SET TASK → Please render all of the material below as a two-column CSV with the headers text and boxes, one row for each sentence and the coordinates that follow it, each in a single quoted field with line breaks turned into spaces. Leave out the pictures.

Start of EXTRACTED RECORDS

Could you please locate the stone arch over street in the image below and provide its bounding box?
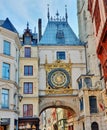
[39,95,79,116]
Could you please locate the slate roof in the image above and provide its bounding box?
[0,18,18,33]
[38,19,83,46]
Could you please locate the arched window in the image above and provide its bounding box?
[91,122,99,130]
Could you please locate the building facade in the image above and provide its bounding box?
[88,0,107,123]
[19,23,39,130]
[0,18,21,130]
[77,0,106,130]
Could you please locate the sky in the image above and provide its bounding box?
[0,0,78,36]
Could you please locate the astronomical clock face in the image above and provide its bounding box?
[48,68,70,88]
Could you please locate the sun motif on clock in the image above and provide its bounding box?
[48,68,70,88]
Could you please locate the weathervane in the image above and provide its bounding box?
[47,4,50,20]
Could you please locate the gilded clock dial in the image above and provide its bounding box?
[48,68,70,88]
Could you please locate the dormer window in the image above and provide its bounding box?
[56,30,65,44]
[24,36,31,45]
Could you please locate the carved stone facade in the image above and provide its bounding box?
[78,0,107,130]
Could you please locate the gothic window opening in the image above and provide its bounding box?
[94,0,101,35]
[89,96,97,113]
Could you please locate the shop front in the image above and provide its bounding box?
[18,117,39,130]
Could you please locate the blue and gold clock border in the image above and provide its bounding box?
[45,60,72,94]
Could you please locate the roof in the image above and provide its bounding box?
[38,19,83,46]
[0,18,18,33]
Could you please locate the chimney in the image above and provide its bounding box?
[38,19,42,41]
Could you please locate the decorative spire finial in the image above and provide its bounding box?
[47,4,50,20]
[65,5,68,21]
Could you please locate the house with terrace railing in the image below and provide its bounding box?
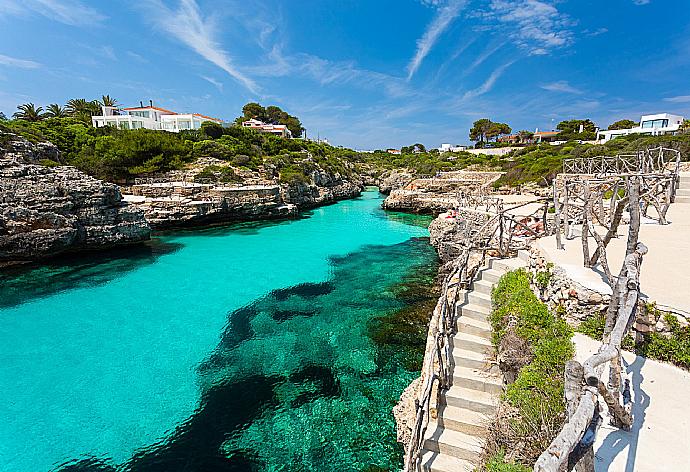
[91,101,223,133]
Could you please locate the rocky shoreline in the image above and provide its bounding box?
[0,133,366,267]
[0,134,151,267]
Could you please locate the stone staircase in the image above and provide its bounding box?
[674,172,690,203]
[422,254,526,472]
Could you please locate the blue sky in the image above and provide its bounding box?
[0,0,690,148]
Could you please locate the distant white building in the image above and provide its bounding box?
[597,113,684,143]
[242,118,292,138]
[438,143,467,152]
[91,102,223,133]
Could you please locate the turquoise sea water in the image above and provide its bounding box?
[0,191,436,472]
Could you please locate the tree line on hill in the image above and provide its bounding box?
[235,102,305,138]
[0,98,690,190]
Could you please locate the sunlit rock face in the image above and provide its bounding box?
[0,133,151,265]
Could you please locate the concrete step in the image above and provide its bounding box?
[467,292,491,309]
[452,333,494,354]
[481,269,505,284]
[456,316,491,340]
[438,405,491,438]
[453,366,503,395]
[490,258,525,271]
[456,302,491,321]
[441,385,498,415]
[424,427,484,462]
[472,279,494,295]
[422,451,475,472]
[518,249,532,265]
[452,347,493,369]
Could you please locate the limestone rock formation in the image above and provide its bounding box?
[125,161,364,229]
[0,132,151,266]
[379,169,414,195]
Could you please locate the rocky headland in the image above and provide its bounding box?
[123,158,364,229]
[383,171,502,214]
[0,132,151,266]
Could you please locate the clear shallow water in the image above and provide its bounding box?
[0,192,435,471]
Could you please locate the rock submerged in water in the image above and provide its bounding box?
[0,132,151,266]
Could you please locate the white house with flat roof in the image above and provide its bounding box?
[242,118,292,138]
[91,102,223,133]
[597,113,685,143]
[438,143,467,152]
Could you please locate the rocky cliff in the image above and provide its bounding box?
[125,159,363,228]
[283,169,364,209]
[0,131,151,266]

End of EXTRACTED RECORDS

RIGHT ANSWER →
text,boxes
"Could you please locate the stone arch over street in the image below and provide its bounding box?","[39,95,79,116]"
"Could you please locate the slate roof in the image above and provide its bounding box?","[0,18,18,33] [38,19,83,46]"
"Could you please locate the arched window in the image above and provide its bounding box?","[91,122,99,130]"
"Could you please locate the building facade in the image above and provide its bounding box?","[88,0,107,123] [19,23,39,130] [0,18,21,130] [77,0,106,130]"
"Could you please locate the sky in the image above and provide its bounding box?","[0,0,78,36]"
"Could you please locate the astronomical clock face in the image above and provide its bounding box?","[48,68,70,88]"
"Could you please locate the sun motif on clock in the image above and provide its bounding box?","[48,68,70,88]"
"Could you please locate the weathervane in the image above and provide its bounding box?","[47,4,50,20]"
"Could you please locate the gilded clock dial in the image above and provide its bounding box?","[48,68,70,88]"
"Could you please locate the dormer window in the image above and provide its bounding box?","[56,30,65,44] [24,36,31,45]"
"Could you please locate the carved stone facade in the image above and provide its bounding box?","[78,0,107,130]"
"Could you please locate the gothic window opening in the image above and provide its bounding box?","[94,0,101,35] [89,96,97,113]"
"Could you please locate the shop front in the image above and provide its bounding box?","[18,117,39,130]"
"Could you please locate the blue and gold clock border in the image above and provide its bounding box?","[45,60,72,94]"
"Could you please locate the roof in the image above and provide its bounding box?","[38,19,83,46] [0,18,18,33]"
"Could you please locate the chimney in the image above and provide its bounding box?","[38,19,42,41]"
"Could you please locate the decorative spire finial in the image above and provide its bounding box?","[47,4,50,20] [65,5,68,21]"
"Could you please locate the house with terrace railing in the image below and provide its bounding box?","[91,101,223,133]"
"Could you please locate the rocky shoreline in the image above and provide its bounding box?","[0,133,366,267] [0,134,151,267]"
"Could you please locate the stone staircase in the image above and provide its bounding box?","[674,172,690,203] [422,254,526,472]"
"Could you please locate the blue sky in the image above and provide its bounding box?","[0,0,690,148]"
"Could you please locate the distant white building in the image above and provide its bounding box?","[597,113,684,143] [242,118,292,138] [438,143,467,152] [91,102,223,133]"
"Could you please locate the turquoise sea water in the image above and provide its bounding box?","[0,191,436,472]"
"Could you please locate the tree line on hill in the image above and provide its bounding box?","[235,102,305,138] [0,98,690,190]"
"Could you please locate the sunlit rock face in the image above and provide its bounding box?","[0,133,151,265]"
"Could you please locate the concrete step in the image above and provide its bounding box?","[467,292,491,309] [452,333,494,354] [481,269,505,284] [456,316,491,340] [438,405,491,438] [453,366,503,395] [490,258,525,271] [456,302,491,321] [441,385,498,415] [424,427,484,462] [472,279,494,295] [422,451,475,472] [518,249,532,265] [452,347,493,369]"
"Could you please locate the limestone rock formation in the image above and provide its bounding box?","[125,161,364,229] [0,132,151,266] [379,169,414,195]"
"Could you please locate the rocky headland in the image above and provide its bounding box?","[123,158,364,229] [383,171,502,214] [0,132,151,266]"
"Could you please locate the clear shallow water in the image above and provide its bounding box?","[0,192,435,471]"
"Could you please locate the rock submerged in water in the image above and provide its bounding box?","[0,132,151,266]"
"Could you please locate the white house with flat roof in the image above and provide its bounding box?","[242,118,292,138] [91,102,223,133] [597,113,685,143] [438,143,467,152]"
"Could you please locate the rocky cliff in the image above and provide its bounding box?","[125,159,363,228] [283,169,364,209] [0,131,151,266]"